◆ Excerpt provided
● ● ● ● ● ● ●

How should the interventions be organised?
Conflicts may occur between sports representatives, who envisage good chances of success for an athlete on the one hand, and health personnel who emphasise the athlete’s health on the other. In the guidelines presented, it is a premise that health should take precedence over performance. Vagueness and uncertainty often result in a misconceived wait-and-see attitude. The role of trainers and managers includes having familiarity with such phenomena and an open attitude internally, and seeking advice. It is essential to be present as a trustworthy person, but trainers and managers should not assume the role of therapist.
It will be relevant to refer top athletes to the sports community’s own health services, such as the authors’ team under the auspices of Olympiatoppen. As a rule, facilitation of physical activity will be a very relevant intervention, but for many athletes this requirement to reduce the level of activity will not be sufficient to promote their motivation to cooperate. If the problems are perceived as being of a limited nature, assistance by a clinical nutritionist or another resource person with equivalent competence will be appropriate. The athletes and their support apparatus can easily obtain information from the project Healthy sports for girls, www.sunnjenteidrett.no, which, aside from knowledge dissemination, is a low-threshold service that also operates an advisory telephone hotline.
When an athlete has been diagnosed with an eating disorder, specific treatment is required. It is essential to clarify the distribution of responsibilities, and identify who will have the primary medical responsibility. The professionals must maintain sufficient communication between them to evince a modicum of shared understanding and attitudes in their relationship with the athlete and his or her family.

● ● ● ● ● ● ●

◆ Material shown
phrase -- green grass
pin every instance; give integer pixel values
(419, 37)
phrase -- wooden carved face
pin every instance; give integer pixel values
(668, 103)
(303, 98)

● ● ● ● ● ● ●

◆ Problems to work on
1. Repeat the text on organizing interventions for athletes word for word, starting with "When an athlete" and going on through "or her family.".
2. Decide whether each statement agrees with the text on organizing interventions for athletes, answering yes or no and quoting the words from the text that settle it: (a) The guidelines place performance ahead of health. (b) Trainers and managers should take on the role of therapist. (c) The Healthy sports for girls project operates an advisory telephone hotline.

◆ Solutions
1.
When an athlete has been diagnosed with an eating disorder, specific treatment is required. It is essential to clarify the distribution of responsibilities, and identify who will have the primary medical responsibility. The professionals must maintain sufficient communication between them to evince a modicum of shared understanding and attitudes in their relationship with the athlete and his or her family.

2.
(a) No: "it is a premise that health should take precedence over performance."
(b) No: "trainers and managers should not assume the role of therapist."
(c) Yes: "a low-threshold service that also operates an advisory telephone hotline."